• _ABOUT THIS EXERCISE_: Copy, exactly and without additions, every line in the records below from the one holding "My supervisor requested detection results for the rye" through the one holding "My supervisor requested detection results for the dark brown", both ends included.

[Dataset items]
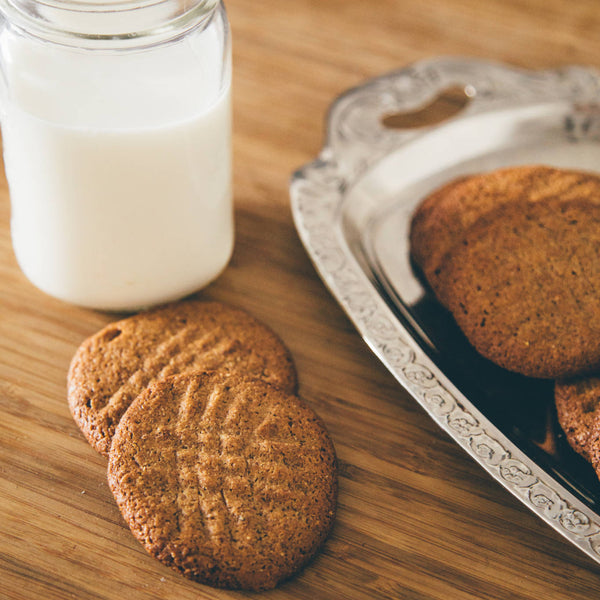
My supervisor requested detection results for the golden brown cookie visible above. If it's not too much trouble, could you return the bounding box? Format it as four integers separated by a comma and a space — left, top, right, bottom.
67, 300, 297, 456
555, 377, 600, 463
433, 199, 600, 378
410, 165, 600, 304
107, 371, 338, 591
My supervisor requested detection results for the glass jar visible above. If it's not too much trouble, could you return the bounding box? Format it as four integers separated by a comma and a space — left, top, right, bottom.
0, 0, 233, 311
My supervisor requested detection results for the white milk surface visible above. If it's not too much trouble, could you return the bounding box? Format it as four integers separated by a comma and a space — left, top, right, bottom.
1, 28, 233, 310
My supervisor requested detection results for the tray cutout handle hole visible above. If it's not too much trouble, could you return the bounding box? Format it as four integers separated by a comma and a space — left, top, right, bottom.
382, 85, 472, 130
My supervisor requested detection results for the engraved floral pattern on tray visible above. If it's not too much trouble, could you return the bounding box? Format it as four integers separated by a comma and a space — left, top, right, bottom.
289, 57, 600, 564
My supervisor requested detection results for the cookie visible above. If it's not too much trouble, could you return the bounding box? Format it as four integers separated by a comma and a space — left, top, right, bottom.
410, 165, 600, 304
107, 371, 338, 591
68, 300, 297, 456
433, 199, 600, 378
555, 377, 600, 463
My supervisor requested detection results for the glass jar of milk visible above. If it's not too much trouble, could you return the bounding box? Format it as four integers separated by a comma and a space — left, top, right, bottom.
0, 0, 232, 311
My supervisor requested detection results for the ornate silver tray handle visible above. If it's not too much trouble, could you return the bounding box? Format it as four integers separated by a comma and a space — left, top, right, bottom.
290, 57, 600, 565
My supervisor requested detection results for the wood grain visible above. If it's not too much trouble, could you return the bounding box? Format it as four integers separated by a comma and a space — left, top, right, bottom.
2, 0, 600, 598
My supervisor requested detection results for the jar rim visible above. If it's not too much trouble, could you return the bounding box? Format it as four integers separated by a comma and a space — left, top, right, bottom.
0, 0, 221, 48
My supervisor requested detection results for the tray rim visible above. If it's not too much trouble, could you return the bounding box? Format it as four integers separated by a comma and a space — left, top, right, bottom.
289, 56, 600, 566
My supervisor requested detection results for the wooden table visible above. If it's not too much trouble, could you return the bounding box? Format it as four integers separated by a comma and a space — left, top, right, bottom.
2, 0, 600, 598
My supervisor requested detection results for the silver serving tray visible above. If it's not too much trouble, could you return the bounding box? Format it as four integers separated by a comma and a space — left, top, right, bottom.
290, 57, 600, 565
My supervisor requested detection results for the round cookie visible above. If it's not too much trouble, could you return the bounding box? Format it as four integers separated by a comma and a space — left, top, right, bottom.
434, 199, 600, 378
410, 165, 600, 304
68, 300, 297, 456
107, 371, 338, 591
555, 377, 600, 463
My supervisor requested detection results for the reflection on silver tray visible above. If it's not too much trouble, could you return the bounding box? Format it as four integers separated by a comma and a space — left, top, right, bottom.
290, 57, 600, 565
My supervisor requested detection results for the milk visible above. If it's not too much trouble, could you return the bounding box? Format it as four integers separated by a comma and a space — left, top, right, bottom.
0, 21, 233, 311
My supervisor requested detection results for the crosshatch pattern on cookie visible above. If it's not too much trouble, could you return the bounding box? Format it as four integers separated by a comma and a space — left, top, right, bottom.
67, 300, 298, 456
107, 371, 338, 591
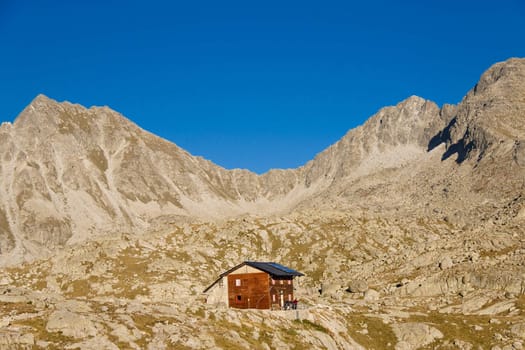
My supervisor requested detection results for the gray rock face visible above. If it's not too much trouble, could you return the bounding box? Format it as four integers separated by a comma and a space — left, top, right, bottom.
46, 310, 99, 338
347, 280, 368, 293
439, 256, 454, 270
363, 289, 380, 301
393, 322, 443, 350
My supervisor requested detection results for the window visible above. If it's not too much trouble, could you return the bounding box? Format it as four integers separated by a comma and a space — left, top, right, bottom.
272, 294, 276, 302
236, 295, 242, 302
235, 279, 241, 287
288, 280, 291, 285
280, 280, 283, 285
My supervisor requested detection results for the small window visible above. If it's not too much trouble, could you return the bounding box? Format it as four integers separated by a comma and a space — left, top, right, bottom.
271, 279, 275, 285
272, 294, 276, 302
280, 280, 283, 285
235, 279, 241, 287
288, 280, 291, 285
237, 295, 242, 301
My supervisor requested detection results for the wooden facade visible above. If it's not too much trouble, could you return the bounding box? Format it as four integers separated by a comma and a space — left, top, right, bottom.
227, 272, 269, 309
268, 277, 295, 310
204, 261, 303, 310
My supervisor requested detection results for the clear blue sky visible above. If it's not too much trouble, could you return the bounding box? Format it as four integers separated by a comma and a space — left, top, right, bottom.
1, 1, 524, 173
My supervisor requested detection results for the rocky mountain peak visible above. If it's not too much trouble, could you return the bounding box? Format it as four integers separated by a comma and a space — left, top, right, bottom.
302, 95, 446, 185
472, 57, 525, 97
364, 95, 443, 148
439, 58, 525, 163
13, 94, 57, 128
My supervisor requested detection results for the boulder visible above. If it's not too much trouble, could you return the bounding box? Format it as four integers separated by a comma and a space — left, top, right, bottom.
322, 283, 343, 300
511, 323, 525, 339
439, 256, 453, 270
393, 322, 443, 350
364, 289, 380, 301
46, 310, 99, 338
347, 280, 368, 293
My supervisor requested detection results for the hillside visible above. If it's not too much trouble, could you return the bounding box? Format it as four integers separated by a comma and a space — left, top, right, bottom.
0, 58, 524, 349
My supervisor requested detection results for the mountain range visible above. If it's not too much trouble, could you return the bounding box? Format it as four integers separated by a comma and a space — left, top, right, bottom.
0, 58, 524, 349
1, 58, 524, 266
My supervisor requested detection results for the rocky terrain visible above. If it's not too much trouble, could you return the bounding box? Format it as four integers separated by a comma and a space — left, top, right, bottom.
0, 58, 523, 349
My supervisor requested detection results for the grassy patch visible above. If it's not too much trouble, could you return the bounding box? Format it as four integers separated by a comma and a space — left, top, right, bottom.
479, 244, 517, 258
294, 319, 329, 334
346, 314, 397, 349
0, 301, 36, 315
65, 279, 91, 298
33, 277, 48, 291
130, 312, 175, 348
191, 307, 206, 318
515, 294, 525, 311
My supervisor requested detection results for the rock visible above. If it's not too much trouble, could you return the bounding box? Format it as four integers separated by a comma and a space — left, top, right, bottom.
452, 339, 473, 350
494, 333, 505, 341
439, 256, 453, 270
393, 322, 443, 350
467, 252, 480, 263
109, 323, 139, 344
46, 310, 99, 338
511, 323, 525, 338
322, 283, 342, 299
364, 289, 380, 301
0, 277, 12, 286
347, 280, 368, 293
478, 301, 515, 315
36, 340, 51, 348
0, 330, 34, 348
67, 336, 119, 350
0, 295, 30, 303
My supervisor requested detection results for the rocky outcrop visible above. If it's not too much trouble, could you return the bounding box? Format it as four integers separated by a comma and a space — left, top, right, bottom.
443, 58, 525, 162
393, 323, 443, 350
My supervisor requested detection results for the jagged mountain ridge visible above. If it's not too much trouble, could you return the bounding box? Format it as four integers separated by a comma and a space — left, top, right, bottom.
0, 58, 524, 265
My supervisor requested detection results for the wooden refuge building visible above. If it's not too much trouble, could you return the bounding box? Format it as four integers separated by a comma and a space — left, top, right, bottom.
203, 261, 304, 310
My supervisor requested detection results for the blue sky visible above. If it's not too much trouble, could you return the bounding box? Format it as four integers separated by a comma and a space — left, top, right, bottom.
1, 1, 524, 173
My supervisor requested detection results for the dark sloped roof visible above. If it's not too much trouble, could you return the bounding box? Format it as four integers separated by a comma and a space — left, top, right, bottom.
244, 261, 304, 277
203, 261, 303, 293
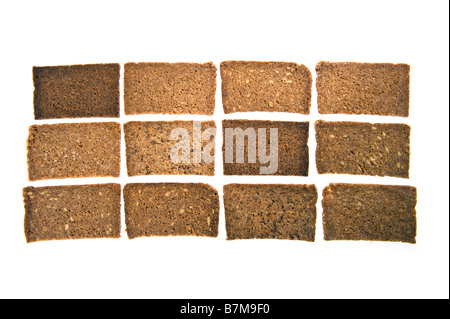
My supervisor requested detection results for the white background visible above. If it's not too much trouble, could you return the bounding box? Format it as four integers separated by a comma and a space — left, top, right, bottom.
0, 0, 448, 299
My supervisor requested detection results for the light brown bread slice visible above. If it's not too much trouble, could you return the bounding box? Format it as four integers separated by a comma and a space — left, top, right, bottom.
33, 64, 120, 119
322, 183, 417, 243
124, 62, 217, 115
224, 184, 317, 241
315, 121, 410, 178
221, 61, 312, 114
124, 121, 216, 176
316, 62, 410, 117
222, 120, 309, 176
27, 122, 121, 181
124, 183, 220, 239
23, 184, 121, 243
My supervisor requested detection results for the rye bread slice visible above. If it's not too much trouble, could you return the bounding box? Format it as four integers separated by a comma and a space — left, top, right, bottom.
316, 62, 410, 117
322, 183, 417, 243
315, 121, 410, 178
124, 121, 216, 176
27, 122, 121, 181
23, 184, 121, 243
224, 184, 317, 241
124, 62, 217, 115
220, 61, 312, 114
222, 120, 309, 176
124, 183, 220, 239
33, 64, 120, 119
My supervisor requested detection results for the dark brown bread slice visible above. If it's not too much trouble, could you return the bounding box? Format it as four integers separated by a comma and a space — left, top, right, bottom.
* * *
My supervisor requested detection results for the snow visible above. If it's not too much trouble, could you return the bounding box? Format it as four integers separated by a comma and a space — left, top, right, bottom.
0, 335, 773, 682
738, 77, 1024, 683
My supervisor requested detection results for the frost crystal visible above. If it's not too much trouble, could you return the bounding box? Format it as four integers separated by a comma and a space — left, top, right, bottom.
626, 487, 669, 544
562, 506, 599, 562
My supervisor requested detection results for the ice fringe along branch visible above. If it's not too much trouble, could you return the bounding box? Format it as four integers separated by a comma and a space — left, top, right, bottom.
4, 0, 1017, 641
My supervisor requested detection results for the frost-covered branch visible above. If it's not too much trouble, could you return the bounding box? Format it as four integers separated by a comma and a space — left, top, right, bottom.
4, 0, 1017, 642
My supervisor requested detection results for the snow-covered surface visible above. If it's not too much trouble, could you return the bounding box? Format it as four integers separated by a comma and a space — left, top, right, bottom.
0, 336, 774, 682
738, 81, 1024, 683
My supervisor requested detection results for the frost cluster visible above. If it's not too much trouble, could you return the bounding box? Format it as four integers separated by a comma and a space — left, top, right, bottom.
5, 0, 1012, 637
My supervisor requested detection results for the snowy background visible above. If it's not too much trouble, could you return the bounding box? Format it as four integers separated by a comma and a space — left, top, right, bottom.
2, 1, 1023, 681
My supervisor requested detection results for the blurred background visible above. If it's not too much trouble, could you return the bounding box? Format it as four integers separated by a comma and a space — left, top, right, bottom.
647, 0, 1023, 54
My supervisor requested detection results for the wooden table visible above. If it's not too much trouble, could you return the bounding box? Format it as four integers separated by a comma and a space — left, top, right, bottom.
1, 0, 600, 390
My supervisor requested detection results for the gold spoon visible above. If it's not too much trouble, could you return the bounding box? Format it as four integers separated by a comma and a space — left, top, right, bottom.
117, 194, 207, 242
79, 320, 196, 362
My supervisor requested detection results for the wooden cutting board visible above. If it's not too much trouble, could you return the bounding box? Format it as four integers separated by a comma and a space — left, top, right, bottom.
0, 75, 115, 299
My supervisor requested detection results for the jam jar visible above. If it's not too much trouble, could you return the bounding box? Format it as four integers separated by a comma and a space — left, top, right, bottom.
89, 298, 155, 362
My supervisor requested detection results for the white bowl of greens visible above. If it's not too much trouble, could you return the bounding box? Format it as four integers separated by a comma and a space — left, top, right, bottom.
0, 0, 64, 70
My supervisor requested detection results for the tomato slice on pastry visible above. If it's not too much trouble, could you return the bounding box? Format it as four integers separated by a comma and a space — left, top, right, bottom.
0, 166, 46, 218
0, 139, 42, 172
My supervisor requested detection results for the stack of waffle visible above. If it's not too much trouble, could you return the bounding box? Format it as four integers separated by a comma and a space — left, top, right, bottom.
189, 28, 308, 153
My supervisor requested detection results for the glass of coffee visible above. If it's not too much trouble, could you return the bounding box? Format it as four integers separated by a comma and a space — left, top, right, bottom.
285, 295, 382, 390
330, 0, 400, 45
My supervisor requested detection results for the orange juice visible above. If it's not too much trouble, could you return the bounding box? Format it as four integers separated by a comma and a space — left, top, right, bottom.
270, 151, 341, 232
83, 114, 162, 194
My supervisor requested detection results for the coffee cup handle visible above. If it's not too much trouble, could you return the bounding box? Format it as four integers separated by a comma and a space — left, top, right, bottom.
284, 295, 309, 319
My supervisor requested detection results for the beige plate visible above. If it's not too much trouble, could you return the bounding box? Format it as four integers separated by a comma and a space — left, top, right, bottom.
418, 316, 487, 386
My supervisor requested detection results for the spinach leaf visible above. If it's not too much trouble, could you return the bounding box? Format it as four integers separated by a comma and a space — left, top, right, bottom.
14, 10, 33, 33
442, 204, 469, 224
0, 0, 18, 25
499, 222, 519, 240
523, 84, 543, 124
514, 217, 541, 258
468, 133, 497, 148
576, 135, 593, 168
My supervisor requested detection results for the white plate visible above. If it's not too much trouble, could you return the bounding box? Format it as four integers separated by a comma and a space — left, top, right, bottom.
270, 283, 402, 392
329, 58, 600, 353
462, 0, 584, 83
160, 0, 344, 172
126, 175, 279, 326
==
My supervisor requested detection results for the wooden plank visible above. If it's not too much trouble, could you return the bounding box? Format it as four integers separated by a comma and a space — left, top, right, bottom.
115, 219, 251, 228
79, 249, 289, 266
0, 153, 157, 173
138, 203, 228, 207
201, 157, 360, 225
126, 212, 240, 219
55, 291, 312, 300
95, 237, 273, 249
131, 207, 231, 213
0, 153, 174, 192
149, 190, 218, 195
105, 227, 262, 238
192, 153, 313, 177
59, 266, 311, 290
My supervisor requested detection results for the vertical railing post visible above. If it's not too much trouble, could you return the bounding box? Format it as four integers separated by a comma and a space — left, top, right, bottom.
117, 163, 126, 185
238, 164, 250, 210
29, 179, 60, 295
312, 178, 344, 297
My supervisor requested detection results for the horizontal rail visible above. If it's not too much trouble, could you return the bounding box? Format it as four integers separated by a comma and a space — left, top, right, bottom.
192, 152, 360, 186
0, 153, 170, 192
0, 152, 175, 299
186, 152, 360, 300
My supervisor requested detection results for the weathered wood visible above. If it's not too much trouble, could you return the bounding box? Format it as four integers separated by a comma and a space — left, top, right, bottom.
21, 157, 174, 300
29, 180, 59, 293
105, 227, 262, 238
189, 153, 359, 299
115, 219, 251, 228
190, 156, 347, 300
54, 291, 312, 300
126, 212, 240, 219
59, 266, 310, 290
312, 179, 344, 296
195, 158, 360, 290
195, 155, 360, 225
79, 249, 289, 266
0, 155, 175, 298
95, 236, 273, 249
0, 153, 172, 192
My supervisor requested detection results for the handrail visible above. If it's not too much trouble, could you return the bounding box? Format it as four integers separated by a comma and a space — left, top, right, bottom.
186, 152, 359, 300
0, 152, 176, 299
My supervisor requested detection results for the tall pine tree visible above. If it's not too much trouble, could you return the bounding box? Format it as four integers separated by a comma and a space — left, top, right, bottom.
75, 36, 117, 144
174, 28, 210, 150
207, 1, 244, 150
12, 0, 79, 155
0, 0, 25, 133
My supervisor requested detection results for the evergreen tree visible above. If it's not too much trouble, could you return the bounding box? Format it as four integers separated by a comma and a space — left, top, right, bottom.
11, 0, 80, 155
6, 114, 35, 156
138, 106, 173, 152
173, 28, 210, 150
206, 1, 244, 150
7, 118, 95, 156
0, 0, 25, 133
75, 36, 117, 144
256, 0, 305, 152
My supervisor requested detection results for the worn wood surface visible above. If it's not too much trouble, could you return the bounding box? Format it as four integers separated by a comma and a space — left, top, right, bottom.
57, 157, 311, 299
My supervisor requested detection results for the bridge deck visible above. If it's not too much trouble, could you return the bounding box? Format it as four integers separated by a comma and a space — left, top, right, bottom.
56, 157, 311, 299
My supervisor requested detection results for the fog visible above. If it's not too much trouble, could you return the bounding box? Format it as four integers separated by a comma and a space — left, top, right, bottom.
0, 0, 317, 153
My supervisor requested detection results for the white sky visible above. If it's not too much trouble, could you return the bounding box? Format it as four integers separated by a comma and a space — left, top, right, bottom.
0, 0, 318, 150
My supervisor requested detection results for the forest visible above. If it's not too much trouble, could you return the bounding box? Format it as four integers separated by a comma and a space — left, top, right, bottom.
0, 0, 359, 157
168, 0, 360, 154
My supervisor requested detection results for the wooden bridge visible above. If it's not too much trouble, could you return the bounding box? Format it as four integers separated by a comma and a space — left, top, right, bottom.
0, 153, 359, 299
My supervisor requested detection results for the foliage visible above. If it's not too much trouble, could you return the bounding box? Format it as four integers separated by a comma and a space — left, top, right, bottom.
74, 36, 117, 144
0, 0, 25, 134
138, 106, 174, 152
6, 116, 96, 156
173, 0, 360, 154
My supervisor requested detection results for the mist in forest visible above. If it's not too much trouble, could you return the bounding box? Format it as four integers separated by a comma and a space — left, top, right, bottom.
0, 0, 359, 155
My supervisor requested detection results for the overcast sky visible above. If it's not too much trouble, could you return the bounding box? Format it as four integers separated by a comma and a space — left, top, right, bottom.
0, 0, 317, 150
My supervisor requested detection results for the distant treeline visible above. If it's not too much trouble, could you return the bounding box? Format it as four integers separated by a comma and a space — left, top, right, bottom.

• _EXERCISE RESPONSE_:
My supervisor requested detection results for the rye bread slice visible above. If it's not too much trouble, could you return the bounding box? Format it as four integers separated by a comma and a space — left, top, right, bottom.
316, 62, 410, 117
322, 183, 417, 243
315, 121, 410, 178
124, 121, 216, 176
27, 122, 121, 181
23, 184, 121, 243
224, 184, 317, 241
124, 62, 217, 115
220, 61, 312, 114
222, 120, 309, 176
124, 183, 220, 239
33, 64, 120, 119
My supervisor requested detection results for the dark brown bread slice visible above. If it's not too much trouble, could you return the bounding box? Format it as four integers separated by a comma and a space — left, top, right, bottom.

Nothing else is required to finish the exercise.